Information provided ->
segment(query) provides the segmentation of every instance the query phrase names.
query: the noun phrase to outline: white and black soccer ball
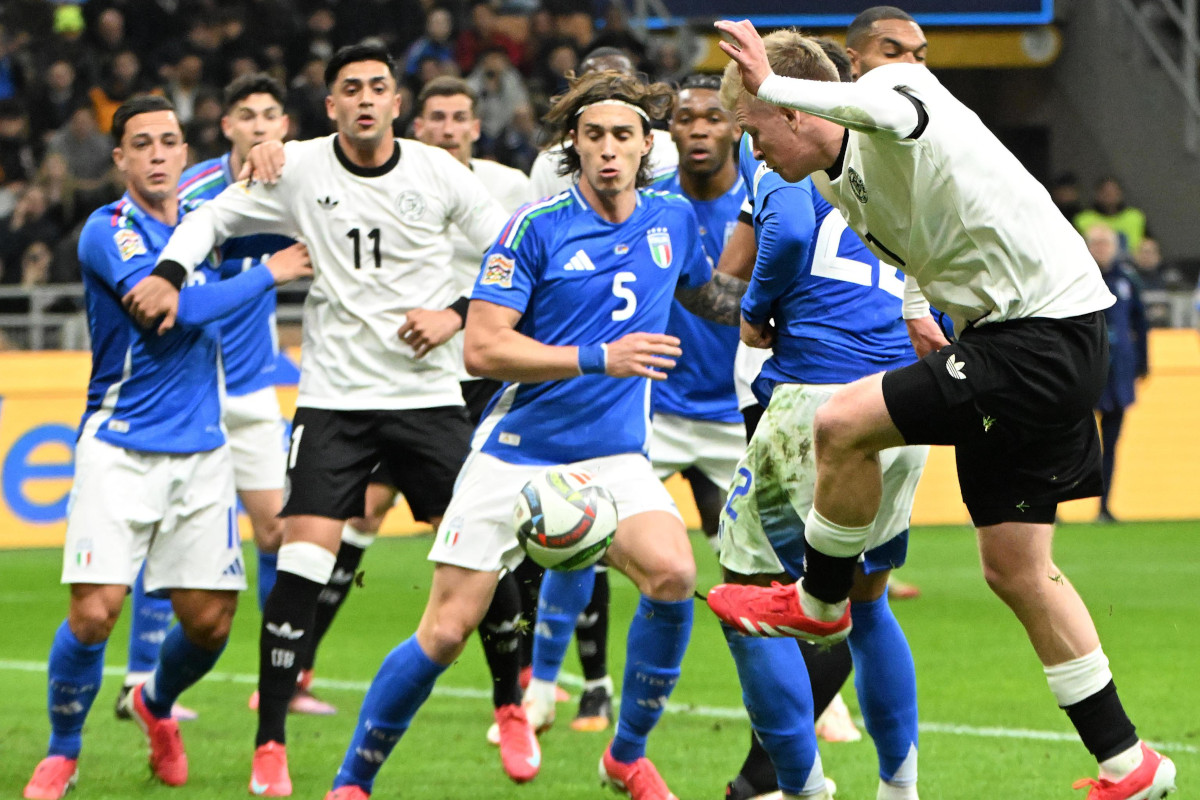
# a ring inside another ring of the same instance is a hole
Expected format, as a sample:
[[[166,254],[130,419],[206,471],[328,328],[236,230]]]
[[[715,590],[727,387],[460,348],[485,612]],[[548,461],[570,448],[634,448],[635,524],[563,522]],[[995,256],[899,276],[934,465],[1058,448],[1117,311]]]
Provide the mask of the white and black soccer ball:
[[[535,563],[582,570],[608,551],[617,533],[617,503],[592,473],[556,467],[524,485],[512,524]]]

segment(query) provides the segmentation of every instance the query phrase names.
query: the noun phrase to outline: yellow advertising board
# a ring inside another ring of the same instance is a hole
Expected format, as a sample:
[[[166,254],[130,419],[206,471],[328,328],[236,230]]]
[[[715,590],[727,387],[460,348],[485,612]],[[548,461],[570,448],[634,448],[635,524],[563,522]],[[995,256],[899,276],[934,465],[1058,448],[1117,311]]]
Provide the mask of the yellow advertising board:
[[[295,355],[295,354],[293,354]],[[1117,452],[1112,512],[1122,519],[1200,519],[1200,338],[1190,330],[1153,331],[1148,379],[1126,415]],[[66,530],[74,435],[83,414],[85,353],[0,354],[0,548],[59,547]],[[278,386],[284,416],[295,409],[294,385]],[[667,482],[691,527],[698,516],[688,485]],[[1062,509],[1066,521],[1096,516],[1094,500]],[[917,491],[913,524],[965,524],[954,453],[935,447]],[[401,501],[385,534],[427,530]],[[242,534],[248,523],[242,519]]]

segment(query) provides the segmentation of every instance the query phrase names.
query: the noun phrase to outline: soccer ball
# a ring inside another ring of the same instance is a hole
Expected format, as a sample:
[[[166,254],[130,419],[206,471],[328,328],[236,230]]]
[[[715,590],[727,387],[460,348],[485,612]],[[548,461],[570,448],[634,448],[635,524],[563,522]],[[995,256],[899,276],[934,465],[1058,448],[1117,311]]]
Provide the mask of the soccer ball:
[[[535,563],[582,570],[608,551],[617,533],[617,503],[592,473],[551,468],[521,489],[512,525]]]

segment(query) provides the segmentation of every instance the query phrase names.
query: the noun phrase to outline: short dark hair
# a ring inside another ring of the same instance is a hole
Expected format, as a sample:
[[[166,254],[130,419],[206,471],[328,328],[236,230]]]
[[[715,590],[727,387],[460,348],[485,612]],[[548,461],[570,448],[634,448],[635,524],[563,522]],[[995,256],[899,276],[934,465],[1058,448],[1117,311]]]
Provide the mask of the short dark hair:
[[[265,72],[252,72],[234,78],[224,89],[224,110],[228,114],[233,107],[251,95],[270,95],[282,108],[287,103],[287,90],[283,84]]]
[[[342,67],[347,64],[356,64],[359,61],[382,61],[388,65],[388,71],[391,73],[392,79],[397,83],[400,82],[396,62],[391,60],[388,48],[383,44],[360,42],[358,44],[347,44],[343,48],[338,48],[337,53],[334,53],[334,58],[325,65],[325,85],[332,88],[334,82],[337,80],[337,73],[342,71]]]
[[[470,101],[470,113],[475,113],[475,90],[462,78],[454,76],[439,76],[421,88],[421,94],[416,96],[416,115],[425,114],[425,102],[430,97],[457,97],[464,95]]]
[[[125,138],[125,126],[138,114],[174,110],[175,104],[162,95],[133,95],[121,103],[113,114],[113,142],[116,143],[116,146],[121,146],[121,140]],[[180,133],[182,134],[182,126],[180,126]]]
[[[870,32],[871,25],[884,19],[901,19],[906,23],[917,22],[912,18],[912,14],[902,8],[896,8],[895,6],[871,6],[854,17],[854,20],[850,23],[850,28],[846,29],[846,47],[858,47],[857,43]]]

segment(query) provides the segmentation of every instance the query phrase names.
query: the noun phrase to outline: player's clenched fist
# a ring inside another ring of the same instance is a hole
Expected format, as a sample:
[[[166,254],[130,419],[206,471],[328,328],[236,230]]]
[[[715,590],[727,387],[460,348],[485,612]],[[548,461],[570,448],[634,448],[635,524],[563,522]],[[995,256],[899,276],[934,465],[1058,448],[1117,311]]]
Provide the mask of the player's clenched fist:
[[[662,369],[674,367],[683,355],[679,339],[666,333],[626,333],[607,345],[605,374],[613,378],[666,380]]]

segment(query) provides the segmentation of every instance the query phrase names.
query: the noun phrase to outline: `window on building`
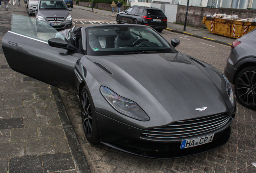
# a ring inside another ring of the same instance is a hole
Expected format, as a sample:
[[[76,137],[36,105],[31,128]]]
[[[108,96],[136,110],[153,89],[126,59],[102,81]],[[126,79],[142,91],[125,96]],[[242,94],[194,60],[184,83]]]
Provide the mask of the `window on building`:
[[[252,2],[252,8],[256,9],[256,0],[254,0]]]
[[[223,0],[222,2],[222,4],[221,5],[221,7],[222,8],[230,8],[230,2],[231,0]]]

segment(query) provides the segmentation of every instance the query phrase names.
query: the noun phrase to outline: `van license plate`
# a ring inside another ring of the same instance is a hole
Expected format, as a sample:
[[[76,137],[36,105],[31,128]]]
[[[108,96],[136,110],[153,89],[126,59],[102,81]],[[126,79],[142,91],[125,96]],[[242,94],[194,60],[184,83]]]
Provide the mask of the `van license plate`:
[[[51,23],[51,26],[60,26],[61,23]]]
[[[193,139],[183,140],[182,141],[180,149],[189,148],[200,145],[213,141],[214,134],[212,134],[204,137],[201,137]]]

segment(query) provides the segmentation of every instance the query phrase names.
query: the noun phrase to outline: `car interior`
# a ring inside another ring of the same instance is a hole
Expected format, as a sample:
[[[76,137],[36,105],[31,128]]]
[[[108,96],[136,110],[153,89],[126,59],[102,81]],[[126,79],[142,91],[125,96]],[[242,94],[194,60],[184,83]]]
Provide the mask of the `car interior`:
[[[163,46],[156,38],[153,36],[151,38],[147,37],[148,34],[147,32],[143,31],[140,33],[136,29],[121,30],[118,28],[113,27],[90,29],[88,30],[89,45],[92,49],[95,48],[94,50],[112,51],[121,48],[128,48],[136,46],[155,48]],[[72,34],[70,42],[76,48],[83,51],[83,38],[81,33],[81,28],[76,29]]]

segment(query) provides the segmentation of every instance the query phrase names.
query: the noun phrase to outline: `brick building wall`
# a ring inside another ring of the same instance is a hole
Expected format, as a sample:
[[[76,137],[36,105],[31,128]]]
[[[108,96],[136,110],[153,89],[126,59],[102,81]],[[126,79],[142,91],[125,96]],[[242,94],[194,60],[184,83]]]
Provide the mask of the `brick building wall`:
[[[178,5],[176,17],[176,22],[184,23],[186,7],[186,6]],[[204,16],[208,14],[213,15],[215,13],[237,14],[241,18],[256,18],[256,10],[222,8],[215,8],[190,6],[188,12],[187,24],[200,27],[205,26],[205,25],[202,23]]]
[[[80,6],[91,7],[91,2],[79,1],[79,5]]]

What you should do -> Output every line of the data above as a JSON list of strings, one string per line, with blank lines left out. Leave the pictures out of the answer.

Solution to this problem ->
[
  "segment(query) provides the segmentation of every instance the query phrase names.",
  "query: the noun phrase to outline: white and black soccer ball",
  "# a ring inside another ring of the same instance is a hole",
  "Expected format, as a sample:",
  "[[[166,254],[130,419],[206,471],[328,328],[236,230]]]",
  "[[[715,590],[727,387],[460,348],[485,612]],[[548,461],[570,448],[634,448],[635,524],[563,522]],[[995,256],[899,276],[934,465],[1058,448],[1117,311]]]",
  "Provide the mask of the white and black soccer ball:",
  "[[[535,563],[582,570],[608,551],[617,533],[617,503],[592,473],[556,467],[524,485],[512,524]]]",
  "segment(query) provides the segmentation of every instance the query phrase names.",
  "query: the noun phrase to outline: yellow advertising board",
  "# a ring inside another ring of the same instance is a hole",
  "Expected format, as a sample:",
  "[[[166,254],[130,419],[206,471],[328,328],[236,230]]]",
  "[[[715,590],[727,387],[460,348],[485,612]],[[548,461],[570,448],[634,448],[635,524],[563,522]],[[995,256],[899,276],[934,465],[1058,448],[1117,311]]]",
  "Provide the mask of the yellow advertising board:",
  "[[[295,355],[295,354],[293,354]],[[1117,452],[1112,512],[1122,519],[1200,519],[1200,338],[1190,330],[1153,331],[1148,379],[1126,415]],[[66,530],[74,435],[83,414],[85,353],[0,354],[0,548],[59,547]],[[278,386],[284,416],[295,409],[294,385]],[[667,482],[691,527],[698,516],[688,485]],[[1062,509],[1066,521],[1096,516],[1094,500]],[[917,491],[913,524],[965,524],[954,453],[935,447]],[[401,501],[385,534],[427,530]],[[242,534],[248,523],[242,519]]]",
  "segment(query) provides the segmentation of every instance the query phrase names.",
  "query: the noun phrase to outline: soccer ball",
  "# a ring inside another ring of the same instance is a hole",
  "Expected format, as a sample:",
  "[[[166,254],[130,419],[206,471],[328,328],[236,230]]]",
  "[[[715,590],[727,387],[460,348],[485,612]],[[548,461],[570,448],[634,448],[635,524],[563,522]],[[995,256],[899,276],[934,465],[1058,448],[1117,311]]]",
  "Provide the mask of the soccer ball:",
  "[[[535,563],[582,570],[608,551],[617,533],[617,503],[592,473],[551,468],[521,489],[512,525]]]",
  "segment(query) provides the segmentation of every instance the query phrase names.",
  "query: the noun phrase to outline: short dark hair",
  "# a ring inside another ring of the same instance is a hole",
  "Expected format, as a sample:",
  "[[[166,254],[130,419],[206,471],[328,328],[236,230]]]",
  "[[[715,590],[727,387],[460,348],[485,612]],[[548,461],[570,448],[634,448],[635,524],[563,522]],[[995,256],[899,276],[934,465],[1058,448],[1117,311]]]",
  "Provide the mask of the short dark hair:",
  "[[[265,72],[252,72],[234,78],[224,89],[224,110],[228,114],[233,107],[251,95],[270,95],[282,108],[287,103],[287,90],[283,84]]]",
  "[[[342,67],[347,64],[356,64],[359,61],[382,61],[388,65],[388,71],[391,73],[392,79],[397,83],[400,82],[396,62],[391,60],[388,48],[383,44],[360,42],[358,44],[347,44],[343,48],[338,48],[337,53],[334,53],[334,58],[325,65],[325,85],[332,88],[334,82],[337,80],[337,73],[342,71]]]",
  "[[[470,101],[470,113],[475,113],[475,90],[462,78],[454,76],[439,76],[421,88],[421,94],[416,96],[416,115],[425,114],[425,102],[430,97],[457,97],[464,95]]]",
  "[[[125,138],[125,126],[138,114],[174,110],[175,104],[162,95],[133,95],[121,103],[113,114],[113,142],[116,143],[116,146],[121,146],[121,140]],[[180,133],[182,134],[182,126],[180,126]]]",
  "[[[870,32],[871,25],[884,19],[901,19],[906,23],[917,22],[912,18],[912,14],[902,8],[896,8],[895,6],[871,6],[854,17],[854,20],[850,23],[850,28],[846,29],[846,47],[858,47],[857,43]]]",
  "segment(query) provides the segmentation of every instance the query phrase names.",
  "query: the noun phrase to outline: player's clenched fist",
  "# a ring inside another ring of the same instance is a hole",
  "Expected format, as a sample:",
  "[[[166,254],[130,419],[206,471],[328,328],[236,230]]]",
  "[[[715,590],[727,387],[460,348],[485,612]],[[548,461],[570,448],[634,448],[635,524],[563,522]],[[995,256],[899,276],[934,465],[1058,448],[1117,311]]]",
  "Provide the mask of the player's clenched fist:",
  "[[[662,369],[674,367],[683,355],[679,339],[666,333],[626,333],[607,345],[605,374],[613,378],[666,380]]]",
  "segment(query) provides the segmentation of every instance the query phrase names.",
  "query: the noun phrase to outline: `window on building`",
  "# a ring inside another ring of the same instance is a hole",
  "Expected format, as a sample:",
  "[[[76,137],[36,105],[31,128]]]",
  "[[[108,96],[136,110],[153,89],[126,59],[102,81]],[[126,79],[142,91],[125,96]],[[242,94],[194,60],[184,83]]]",
  "Provide the mask of the `window on building`:",
  "[[[252,2],[252,8],[256,9],[256,0],[254,0]]]",
  "[[[223,0],[222,2],[222,4],[221,5],[221,7],[222,8],[230,8],[230,2],[231,0]]]",
  "segment(query) provides the segmentation of every instance the query phrase names.",
  "query: the noun phrase to outline: `van license plate`",
  "# a ring inside another ring of the same instance is a hole",
  "Expected format, as a sample:",
  "[[[76,137],[36,105],[31,128]]]",
  "[[[108,96],[136,110],[153,89],[126,59],[102,81]],[[126,79],[142,91],[125,96]],[[242,94],[194,60],[184,83]]]",
  "Provide the mask of the `van license plate`:",
  "[[[51,23],[51,26],[60,26],[61,23]]]",
  "[[[193,139],[183,140],[182,141],[180,149],[189,148],[200,145],[213,141],[214,134],[212,134],[204,137],[201,137]]]",
  "segment(query) provides the segmentation of every instance the query phrase names.",
  "query: the noun phrase to outline: `car interior`",
  "# a ring inside another ring of the same instance is a hole",
  "Expected format, as a sample:",
  "[[[76,137],[36,105],[31,128]]]",
  "[[[108,96],[136,110],[153,89],[126,59],[102,81]],[[126,79],[142,91],[125,96]],[[242,94],[194,60],[184,83]]]",
  "Provide the mask of the `car interior`:",
  "[[[163,46],[156,38],[153,36],[151,38],[147,37],[148,34],[147,32],[143,31],[140,33],[136,29],[121,30],[118,28],[113,27],[90,29],[88,30],[89,45],[92,49],[95,48],[94,50],[112,51],[121,48],[128,48],[136,46],[155,48]],[[72,34],[70,42],[76,48],[83,51],[83,38],[81,33],[81,28],[76,29]]]",
  "segment(query) provides the segmentation of every instance the query phrase names.",
  "query: the noun phrase to outline: `brick building wall`",
  "# a ring inside another ring of the same instance is a hole",
  "Expected format, as a sample:",
  "[[[76,137],[36,105],[31,128]]]",
  "[[[108,96],[136,110],[153,89],[126,59],[102,81]],[[126,79],[142,91],[125,96]],[[242,94],[194,60],[184,83]]]",
  "Provide the mask of the `brick building wall`:",
  "[[[178,5],[176,17],[176,22],[184,23],[186,7],[186,6]],[[204,16],[208,14],[213,15],[215,13],[237,14],[241,18],[256,18],[256,10],[222,8],[215,8],[190,6],[188,12],[187,24],[200,27],[205,26],[205,25],[202,23]]]",
  "[[[80,6],[91,7],[91,2],[79,1],[79,5]]]"
]